Object position labeling entries:
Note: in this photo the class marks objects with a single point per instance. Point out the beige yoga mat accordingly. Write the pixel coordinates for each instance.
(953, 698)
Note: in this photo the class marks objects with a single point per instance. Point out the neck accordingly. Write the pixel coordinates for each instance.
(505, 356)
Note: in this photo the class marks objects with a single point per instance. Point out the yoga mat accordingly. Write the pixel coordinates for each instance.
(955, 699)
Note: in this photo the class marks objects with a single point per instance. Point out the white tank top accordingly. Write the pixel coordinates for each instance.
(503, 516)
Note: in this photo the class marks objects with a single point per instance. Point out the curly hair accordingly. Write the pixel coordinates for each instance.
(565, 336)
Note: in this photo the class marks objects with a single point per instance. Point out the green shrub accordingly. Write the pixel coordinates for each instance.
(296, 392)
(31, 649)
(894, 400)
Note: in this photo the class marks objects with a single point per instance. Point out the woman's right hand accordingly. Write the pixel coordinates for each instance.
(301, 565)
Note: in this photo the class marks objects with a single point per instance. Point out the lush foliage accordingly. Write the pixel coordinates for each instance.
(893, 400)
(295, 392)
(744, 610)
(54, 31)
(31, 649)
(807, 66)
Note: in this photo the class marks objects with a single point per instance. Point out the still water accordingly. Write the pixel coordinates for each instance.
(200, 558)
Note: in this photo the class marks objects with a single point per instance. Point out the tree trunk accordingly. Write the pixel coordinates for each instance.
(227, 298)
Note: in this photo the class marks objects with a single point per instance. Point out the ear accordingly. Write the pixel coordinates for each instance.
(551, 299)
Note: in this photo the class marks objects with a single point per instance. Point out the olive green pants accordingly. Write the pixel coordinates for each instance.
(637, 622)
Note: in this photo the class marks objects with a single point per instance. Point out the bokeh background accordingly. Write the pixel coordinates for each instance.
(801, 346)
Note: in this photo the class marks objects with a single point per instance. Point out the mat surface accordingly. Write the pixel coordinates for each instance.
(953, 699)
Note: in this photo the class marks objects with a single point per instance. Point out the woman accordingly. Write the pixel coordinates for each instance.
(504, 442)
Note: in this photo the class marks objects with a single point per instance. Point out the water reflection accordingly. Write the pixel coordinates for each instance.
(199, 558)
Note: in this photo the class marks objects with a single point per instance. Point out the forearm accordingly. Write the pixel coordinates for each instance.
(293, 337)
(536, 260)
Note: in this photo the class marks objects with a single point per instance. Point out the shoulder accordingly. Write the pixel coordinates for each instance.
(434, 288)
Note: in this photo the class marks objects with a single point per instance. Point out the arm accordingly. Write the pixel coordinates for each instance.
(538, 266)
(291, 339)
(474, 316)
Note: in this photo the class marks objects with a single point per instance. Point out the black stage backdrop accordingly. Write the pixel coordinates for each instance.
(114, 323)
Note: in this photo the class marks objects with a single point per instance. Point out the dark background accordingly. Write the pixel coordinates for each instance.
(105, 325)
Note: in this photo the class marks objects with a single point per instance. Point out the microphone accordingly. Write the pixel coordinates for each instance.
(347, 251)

*WHAT YOU SHOULD DO*. Give all the records again. Match them exactly.

*EXERCISE OUTPUT*.
Note: in this photo the class marks objects with a single point per instance. Point out the beige yoga mat accordingly. Write the pixel coordinates for each instance.
(953, 698)
Note: in this photo the class marks objects with a single point per instance. Point out the neck accordingly. Write the pixel coordinates for each instance.
(505, 356)
Note: in this photo the class marks objects with a single point per instance. Point out the yoga mat accordingly. Write the pixel coordinates for each instance.
(955, 699)
Note: in this photo the class marks objects with a single point per instance. Point out the white tank top accordingly. Write the pixel coordinates for each instance.
(503, 516)
Note: in this photo the class marks objects with a single point per instance. Point out the curly hair accordingly. Write the pixel coordinates for each instance.
(565, 336)
Note: in this photo the class marks objects with a single point per instance. Point out the green shrub accordingly. Write the pixel coordinates for each instance.
(296, 392)
(31, 649)
(894, 400)
Note: in this photo the class marks objects with a single point per instance. Point out the woman's right hand accordingly. Write the pixel coordinates for each instance.
(301, 565)
Note: in this photo the class marks objects with a single point per instance. Point out the lush foliage accordingly. Write the pixel coordinates for each instance.
(893, 400)
(295, 392)
(744, 610)
(54, 31)
(31, 649)
(807, 66)
Note: in this photo the class marks objects with a single point per instance. Point out the still water accordingly. Write the pixel coordinates for each instance.
(200, 558)
Note: in this photo the class marks objects with a single point per instance. Point out the tree trunk accordingly. Write the pixel coordinates for each instance.
(227, 298)
Note: in this photo the class marks objects with a single point per instance. Point out the ear accordingly. Write the pixel coordinates for each instance.
(551, 299)
Note: in this photo the class marks objects with a single point per instance. Point out the olive green pants accordingly. Write the pixel coordinates for each instance.
(637, 622)
Note: in this photo the class marks objects with a single point per instance. Point out the bokeh background accordingly. Write the pixel coordinates for each instance.
(801, 346)
Note: in this photo the class marks objects with a single point per instance. Point out the mat surface accordingly. Write the pixel coordinates for each instance.
(953, 699)
Note: in this photo the class marks objects with a single point per instance. Point out the woman accordingly. Write the pixel coordinates for each instance.
(504, 442)
Note: in this photo the class marks objects with a single point per instance. Point out the water reflection accordingly. Write the pixel coordinates for each instance.
(199, 558)
Note: in this photo the class marks objects with a single point per instance. Point out the forearm accordingly. Write the pixel coordinates for each instance.
(293, 337)
(536, 260)
Note: in this photo the class marks objects with a single point per instance. Point out the shoulder accordingly. Write the pixel coordinates for each instance.
(434, 288)
Note: in this photo the class marks objects with a single point per instance. Point out the arm accordingly. Write the pixel coordinates for each instance.
(538, 266)
(291, 339)
(474, 316)
Note: in this photo the class marks objects with a single point per instance. Point out the black stage backdrop accordingly. Write the pixel coordinates for each instance.
(114, 323)
Note: in this photo the class marks objects with a single point per instance. Point out the dark background accordingly. Write the pixel coordinates for each instance.
(105, 325)
Note: in this photo the class marks objects with a single point per instance. Point out the microphone accordingly. Write the pixel coordinates for each instance.
(347, 251)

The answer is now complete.